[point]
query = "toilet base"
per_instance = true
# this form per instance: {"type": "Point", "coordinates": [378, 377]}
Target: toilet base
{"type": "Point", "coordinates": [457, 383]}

_Prompt_: Please extract these lines and reproduce each one without any change.

_Result of the exercise_:
[point]
query = "toilet base"
per_instance = true
# this form per instance: {"type": "Point", "coordinates": [378, 377]}
Target: toilet base
{"type": "Point", "coordinates": [457, 383]}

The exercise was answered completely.